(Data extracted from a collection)
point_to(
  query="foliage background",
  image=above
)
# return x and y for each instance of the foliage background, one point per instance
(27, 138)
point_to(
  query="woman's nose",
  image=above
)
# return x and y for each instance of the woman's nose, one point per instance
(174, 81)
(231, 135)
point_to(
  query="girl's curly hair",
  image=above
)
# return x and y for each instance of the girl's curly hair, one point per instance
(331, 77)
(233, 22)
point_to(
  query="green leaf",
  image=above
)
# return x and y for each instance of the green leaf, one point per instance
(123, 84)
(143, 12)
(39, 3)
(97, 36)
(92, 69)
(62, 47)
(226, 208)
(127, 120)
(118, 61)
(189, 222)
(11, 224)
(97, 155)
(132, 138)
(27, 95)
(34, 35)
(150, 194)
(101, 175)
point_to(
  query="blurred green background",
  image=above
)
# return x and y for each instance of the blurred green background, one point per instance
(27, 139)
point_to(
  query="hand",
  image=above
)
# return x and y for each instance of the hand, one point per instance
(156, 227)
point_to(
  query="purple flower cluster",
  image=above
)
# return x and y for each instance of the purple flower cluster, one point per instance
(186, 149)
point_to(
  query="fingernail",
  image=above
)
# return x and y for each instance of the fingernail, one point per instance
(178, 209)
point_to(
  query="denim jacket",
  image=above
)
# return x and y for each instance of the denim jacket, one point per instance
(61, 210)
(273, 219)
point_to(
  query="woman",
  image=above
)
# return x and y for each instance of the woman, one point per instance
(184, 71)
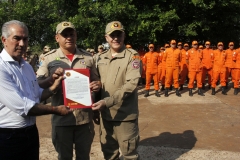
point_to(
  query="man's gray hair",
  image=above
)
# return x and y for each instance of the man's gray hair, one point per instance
(6, 27)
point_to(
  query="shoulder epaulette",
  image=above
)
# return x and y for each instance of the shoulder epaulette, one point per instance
(84, 52)
(50, 52)
(132, 51)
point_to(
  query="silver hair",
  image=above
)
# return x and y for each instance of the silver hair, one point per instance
(6, 27)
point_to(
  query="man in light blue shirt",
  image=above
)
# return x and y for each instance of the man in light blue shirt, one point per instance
(20, 96)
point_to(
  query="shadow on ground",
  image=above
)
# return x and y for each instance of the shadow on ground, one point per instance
(185, 140)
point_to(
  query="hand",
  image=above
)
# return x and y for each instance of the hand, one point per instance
(58, 72)
(95, 86)
(62, 110)
(56, 83)
(99, 105)
(96, 117)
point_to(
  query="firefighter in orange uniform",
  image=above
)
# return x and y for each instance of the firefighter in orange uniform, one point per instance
(179, 46)
(162, 49)
(207, 65)
(128, 46)
(163, 73)
(151, 61)
(236, 70)
(172, 57)
(219, 68)
(141, 53)
(183, 66)
(229, 62)
(194, 58)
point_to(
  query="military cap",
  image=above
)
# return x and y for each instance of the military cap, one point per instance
(207, 42)
(128, 46)
(173, 42)
(186, 45)
(63, 25)
(231, 44)
(114, 26)
(100, 46)
(194, 42)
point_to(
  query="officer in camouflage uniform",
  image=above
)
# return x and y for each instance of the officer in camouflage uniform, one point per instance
(76, 128)
(119, 69)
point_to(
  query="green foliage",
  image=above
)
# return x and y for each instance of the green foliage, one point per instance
(155, 21)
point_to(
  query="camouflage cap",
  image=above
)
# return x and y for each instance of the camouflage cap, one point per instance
(114, 26)
(63, 25)
(100, 46)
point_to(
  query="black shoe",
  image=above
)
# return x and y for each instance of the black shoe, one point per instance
(181, 87)
(213, 91)
(190, 92)
(224, 91)
(157, 94)
(163, 88)
(200, 92)
(235, 91)
(166, 92)
(146, 93)
(178, 93)
(209, 86)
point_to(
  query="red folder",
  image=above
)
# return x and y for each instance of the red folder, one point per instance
(69, 102)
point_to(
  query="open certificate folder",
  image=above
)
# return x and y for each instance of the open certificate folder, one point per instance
(76, 90)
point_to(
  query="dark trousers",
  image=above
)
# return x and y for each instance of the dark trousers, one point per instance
(19, 143)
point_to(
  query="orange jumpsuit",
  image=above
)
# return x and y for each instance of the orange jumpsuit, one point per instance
(229, 63)
(219, 68)
(151, 61)
(236, 69)
(163, 73)
(183, 67)
(194, 57)
(160, 67)
(207, 65)
(172, 57)
(141, 54)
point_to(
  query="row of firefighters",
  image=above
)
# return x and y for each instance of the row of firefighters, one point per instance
(174, 64)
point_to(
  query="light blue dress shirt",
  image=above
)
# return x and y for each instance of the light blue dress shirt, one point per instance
(19, 92)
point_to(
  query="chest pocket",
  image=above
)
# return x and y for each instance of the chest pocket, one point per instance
(102, 69)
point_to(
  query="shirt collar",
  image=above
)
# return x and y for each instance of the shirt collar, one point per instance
(6, 57)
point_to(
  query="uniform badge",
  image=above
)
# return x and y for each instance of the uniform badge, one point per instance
(135, 64)
(68, 74)
(82, 62)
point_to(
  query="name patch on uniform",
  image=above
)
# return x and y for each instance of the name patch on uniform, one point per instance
(135, 64)
(136, 57)
(82, 62)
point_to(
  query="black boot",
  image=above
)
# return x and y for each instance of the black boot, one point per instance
(163, 88)
(235, 91)
(200, 92)
(190, 92)
(166, 92)
(146, 93)
(178, 93)
(213, 91)
(209, 86)
(157, 94)
(181, 87)
(224, 91)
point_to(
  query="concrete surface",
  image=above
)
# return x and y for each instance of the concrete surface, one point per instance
(171, 128)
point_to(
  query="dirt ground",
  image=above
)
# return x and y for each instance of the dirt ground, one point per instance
(175, 128)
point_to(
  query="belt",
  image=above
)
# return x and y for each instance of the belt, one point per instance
(19, 130)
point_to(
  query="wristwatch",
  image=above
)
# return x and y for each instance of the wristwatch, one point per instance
(53, 92)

EXERCISE REQUIREMENTS: If an entry contains a picture, leave it out and repeat the rest exactly.

YOUR RESPONSE:
point_to(
  query="foliage background",
  image=above
)
# return x and y for each instance of the foliage background, one point per instance
(27, 138)
point_to(
  query="woman's nose",
  image=above
)
# return x and y for each instance of the woman's nose, one point per instance
(174, 81)
(231, 135)
point_to(
  query="girl's curly hair",
  image=above
)
# return x and y for each instance of the girl's curly hair, one point per instance
(331, 77)
(233, 22)
point_to(
  query="green leaf",
  image=above
)
# return x and y for each instance of the green leaf, one point per instance
(123, 84)
(143, 12)
(39, 3)
(97, 36)
(92, 69)
(62, 47)
(226, 208)
(127, 120)
(118, 61)
(189, 222)
(11, 224)
(97, 155)
(132, 138)
(27, 95)
(34, 35)
(150, 194)
(101, 175)
point_to(
  query="blurred green background",
  image=above
)
# return x and y for each instance of the blurred green background, one point per instance
(27, 139)
point_to(
  query="hand",
  image=above
)
# return x and y for each instance of the hand, one point per instance
(156, 227)
point_to(
  query="purple flower cluster",
  image=above
)
# return x and y for each instance of the purple flower cluster, one point per instance
(186, 149)
point_to(
  query="fingernail",
  image=above
)
# return x and y for each instance of the fingernail, one point per instance
(178, 209)
point_to(
  query="denim jacket",
  image=above
)
# return x and y for each instance of the denim jacket, one point per instance
(61, 210)
(273, 219)
point_to(
  query="woman",
  image=above
)
# return x and y for each instance of the woman, one point per instance
(184, 71)
point_to(
  query="man's gray hair",
  image=above
)
# return x and y for each instance of the man's gray hair, one point per instance
(6, 27)
point_to(
  query="shoulder epaulette",
  image=above
)
# return x and y for each instance of the shoulder epaulette, one point per instance
(84, 52)
(50, 52)
(132, 51)
point_to(
  query="silver hair",
  image=above
)
# return x and y for each instance of the silver hair, one point per instance
(6, 27)
point_to(
  query="man in light blue shirt",
  image=above
)
# return x and y for each instance of the man in light blue shirt, one point per instance
(20, 96)
point_to(
  query="shadow on ground",
  image=above
)
# return x and y for each instance of the shadow on ground, one point per instance
(185, 140)
point_to(
  query="hand",
  image=above
)
# return x and y for each instance of the hand, one point per instance
(58, 72)
(95, 86)
(62, 110)
(56, 83)
(99, 105)
(96, 117)
point_to(
  query="firefighter in orange uniform",
  image=above
)
# return x and y for each instance of the firefighter in orange uniform, one point per instance
(179, 46)
(162, 49)
(207, 65)
(128, 46)
(163, 73)
(151, 61)
(236, 70)
(172, 57)
(219, 68)
(141, 53)
(183, 66)
(229, 62)
(194, 58)
point_to(
  query="military cap",
  image=above
)
# return x and y for each instance of the military cap, one point per instance
(207, 42)
(128, 46)
(173, 42)
(186, 45)
(63, 25)
(231, 44)
(114, 26)
(100, 46)
(194, 42)
point_to(
  query="officer in camouflage uniform",
  image=above
)
# return x and y for each instance of the officer in camouflage uniform, one point per instance
(76, 128)
(119, 69)
point_to(
  query="green foliage",
  image=above
)
# return x and y for each instance of the green foliage, one point per instance
(155, 21)
point_to(
  query="camouflage cap",
  image=above
)
# return x and y for each instance of the camouflage cap, one point per instance
(114, 26)
(63, 25)
(100, 46)
point_to(
  query="black shoe",
  image=above
)
# return x and y for each instance of the black shoe, one point per instance
(181, 87)
(213, 91)
(190, 92)
(224, 91)
(157, 94)
(163, 88)
(200, 92)
(235, 91)
(166, 92)
(146, 93)
(178, 93)
(209, 86)
point_to(
  query="red folder",
  image=above
)
# return x and y for each instance of the red folder, one point per instance
(69, 102)
point_to(
  query="open certificate folder",
  image=above
)
# return x and y for each instance of the open certificate folder, one point per instance
(76, 90)
point_to(
  query="dark trousers",
  image=above
)
# return x and y for each instance of the dark trousers, one point per instance
(19, 143)
point_to(
  query="orange jumpsuit",
  image=above
)
# return x and y for each instance of the orange jumpsuit, one point per instance
(229, 63)
(219, 68)
(151, 61)
(236, 69)
(163, 73)
(183, 67)
(194, 57)
(160, 67)
(207, 65)
(172, 57)
(141, 54)
point_to(
  query="row of firefighters",
  image=above
)
# return x and y for each instance of the row of firefighters, one point per instance
(174, 64)
point_to(
  query="light blue dress shirt",
  image=above
)
# return x and y for each instance of the light blue dress shirt, one point per instance
(19, 92)
point_to(
  query="chest pocket",
  image=above
)
# return x and y for each instance of the chest pocket, one point per instance
(102, 69)
point_to(
  query="shirt collar",
  image=above
)
# return x and y for each instance of the shirt collar, one point per instance
(6, 57)
point_to(
  query="uniform badge",
  image=above
)
# return x and y for each instance of the uniform badge, one point per instance
(135, 64)
(68, 74)
(82, 62)
point_to(
  query="name patch on uniform",
  image=above
)
# return x and y for each instance of the name patch on uniform, one point per instance
(135, 64)
(136, 57)
(82, 62)
point_to(
  query="black boot",
  image=above
)
# return x and y for each instance of the black boot, one point per instance
(163, 88)
(235, 91)
(200, 92)
(190, 92)
(166, 92)
(146, 93)
(178, 93)
(213, 91)
(209, 86)
(157, 94)
(181, 87)
(224, 91)
point_to(
  query="concrete surface",
  image=above
)
# return x and y for each instance of the concrete surface, one point per instance
(171, 128)
point_to(
  query="dirt ground",
  image=above
)
# return x and y for each instance of the dirt ground, one point per instance
(175, 128)
point_to(
  query="belt",
  image=above
)
# return x and y for each instance of the belt, one point per instance
(19, 130)
point_to(
  query="wristwatch",
  image=above
)
# return x and y for each instance of the wristwatch, one point per instance
(53, 92)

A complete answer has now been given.